• _SELECTED EXTRACT_
━━━━━━━━━━

I have to declare from the start that this has been my most eagerly anticipated film of the year. I’ve been a devoted fan of the Mad Max franchise, from its humble B movie origins in 1979, through the awesome action tropes of The Road Warrior in 1981, and on to the inventive storytelling of Beyond Thunderdome in 1985. Through the intervening 35 years… can it really have been that long?… I, like many others have been keeping alive the hope that director George Miller would stop concentrating his talents on anodyne nonsense like Babe and Happy Feet and revisit his glorious, testosterone-fuelled past. And by jove, he’s finally done it – although this time out, he’s added a welcome dash of oestrogen too!

It’s a tough act to follow and a tough act for newbie Max, Tom Hardy, to step into Mel Gibson’s boots – so I’m delighted to report that this is a triumphant return to form and that Fury Road not only equals those earlier efforts but in many ways surpasses them. It’s a blitzkrieg of stunning vehicular chases, amazing stunt work and unforgettable dystopian visions, but it’s also backed up by a compelling central story. As ever in Miller-land, dialogue is kept to a minimum (Hardy doesn’t get to utter so much as a word for the first twenty minutes or so) but there’s so much going on up on the screen, you barely notice.

In a nightmarish, desert landscape, evil dictator Imortan Joe (Hugh Keays-Byrne) has founded an empire built on toil and the exploitation of the weak. (Max fans will remember Keays-Byrne as ‘Toecutter’ in the very first movie.) When one of Joe’s war parties brings in a bearded, half-conscious Max, the captive is summarily shaved, tattooed and branded, and is then assigned to ailing suicide-warrior, Nux (a barely recognisable Nicholas Hoult) as a living blood transfusion unit. However, when one of Joe’s most trusted lieutenants, Imperator Furiosa (Charlize Theron) decides to abscond with Joe’s five young wives (or his breeding stock, as he so delicately refers to them) Nux is one of the team despatched to bring them back and Max duly finds himself strapped to the front of a truck and hurled headlong into a terrifying chase. We’re taken along for the ride.

━━━━━━━━━━

• _WHAT TO WORK ON_
a) List every actor named in the film review.
b) Copy the passage of the film review between "In a nightmarish, desert" and "for the ride.", inclusive, without changing a word.

━━━━━━━━━━

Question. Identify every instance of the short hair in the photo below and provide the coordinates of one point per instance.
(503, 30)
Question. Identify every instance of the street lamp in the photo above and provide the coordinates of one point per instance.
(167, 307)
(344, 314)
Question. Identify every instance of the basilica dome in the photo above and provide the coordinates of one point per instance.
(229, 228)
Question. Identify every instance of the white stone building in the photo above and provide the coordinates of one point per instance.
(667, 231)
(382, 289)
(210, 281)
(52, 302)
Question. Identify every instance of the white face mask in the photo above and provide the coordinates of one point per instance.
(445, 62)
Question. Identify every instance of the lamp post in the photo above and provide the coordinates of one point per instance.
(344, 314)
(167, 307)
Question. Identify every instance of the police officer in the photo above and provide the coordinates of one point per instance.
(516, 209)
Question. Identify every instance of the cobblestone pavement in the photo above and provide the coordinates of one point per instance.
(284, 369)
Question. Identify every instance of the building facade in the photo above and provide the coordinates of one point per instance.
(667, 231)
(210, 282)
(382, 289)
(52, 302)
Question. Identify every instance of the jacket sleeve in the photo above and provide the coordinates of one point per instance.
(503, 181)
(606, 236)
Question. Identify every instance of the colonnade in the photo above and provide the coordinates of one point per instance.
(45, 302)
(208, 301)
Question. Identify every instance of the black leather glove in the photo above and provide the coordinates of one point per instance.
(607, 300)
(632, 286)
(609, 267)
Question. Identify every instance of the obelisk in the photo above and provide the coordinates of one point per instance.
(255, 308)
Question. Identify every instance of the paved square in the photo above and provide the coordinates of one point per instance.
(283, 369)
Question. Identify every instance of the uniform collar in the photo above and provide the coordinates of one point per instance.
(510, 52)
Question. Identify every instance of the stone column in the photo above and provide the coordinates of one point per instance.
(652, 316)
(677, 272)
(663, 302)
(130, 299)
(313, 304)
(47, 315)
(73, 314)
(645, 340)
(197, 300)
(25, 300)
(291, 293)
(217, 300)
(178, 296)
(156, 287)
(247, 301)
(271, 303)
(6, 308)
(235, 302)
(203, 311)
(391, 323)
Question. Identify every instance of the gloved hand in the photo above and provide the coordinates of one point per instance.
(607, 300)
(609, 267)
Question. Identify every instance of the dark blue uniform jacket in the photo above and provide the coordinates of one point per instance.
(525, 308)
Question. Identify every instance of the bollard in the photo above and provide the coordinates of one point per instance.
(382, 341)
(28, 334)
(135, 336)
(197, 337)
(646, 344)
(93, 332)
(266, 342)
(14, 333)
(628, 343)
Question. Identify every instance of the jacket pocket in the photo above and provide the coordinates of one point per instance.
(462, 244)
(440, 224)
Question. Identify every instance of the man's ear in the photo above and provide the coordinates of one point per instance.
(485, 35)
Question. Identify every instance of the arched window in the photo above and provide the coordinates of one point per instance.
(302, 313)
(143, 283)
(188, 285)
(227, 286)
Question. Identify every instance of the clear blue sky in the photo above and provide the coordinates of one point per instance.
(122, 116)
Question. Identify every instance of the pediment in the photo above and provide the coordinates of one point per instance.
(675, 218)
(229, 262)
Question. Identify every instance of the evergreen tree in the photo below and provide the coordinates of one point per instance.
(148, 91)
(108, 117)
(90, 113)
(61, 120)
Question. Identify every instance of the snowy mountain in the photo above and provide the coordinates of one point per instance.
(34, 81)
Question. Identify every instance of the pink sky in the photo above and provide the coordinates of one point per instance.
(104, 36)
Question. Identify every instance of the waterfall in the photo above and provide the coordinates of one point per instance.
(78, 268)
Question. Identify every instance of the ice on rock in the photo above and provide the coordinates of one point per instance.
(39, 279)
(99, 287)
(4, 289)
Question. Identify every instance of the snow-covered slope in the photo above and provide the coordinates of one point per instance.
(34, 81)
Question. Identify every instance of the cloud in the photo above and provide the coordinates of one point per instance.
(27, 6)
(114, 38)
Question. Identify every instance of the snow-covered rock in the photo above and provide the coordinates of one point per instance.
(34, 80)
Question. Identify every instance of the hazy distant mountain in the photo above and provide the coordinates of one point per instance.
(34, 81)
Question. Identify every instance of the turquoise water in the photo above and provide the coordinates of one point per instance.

━━━━━━━━━━

• _EXPECTED OUTPUTS_
a) Tom Hardy, Mel Gibson, Hugh Keays-Byrne, Nicholas Hoult, Charlize Theron

b)
In a nightmarish, desert landscape, evil dictator Imortan Joe (Hugh Keays-Byrne) has founded an empire built on toil and the exploitation of the weak. (Max fans will remember Keays-Byrne as ‘Toecutter’ in the very first movie.) When one of Joe’s war parties brings in a bearded, half-conscious Max, the captive is summarily shaved, tattooed and branded, and is then assigned to ailing suicide-warrior, Nux (a barely recognisable Nicholas Hoult) as a living blood transfusion unit. However, when one of Joe’s most trusted lieutenants, Imperator Furiosa (Charlize Theron) decides to abscond with Joe’s five young wives (or his breeding stock, as he so delicately refers to them) Nux is one of the team despatched to bring them back and Max duly finds himself strapped to the front of a truck and hurled headlong into a terrifying chase. We’re taken along for the ride.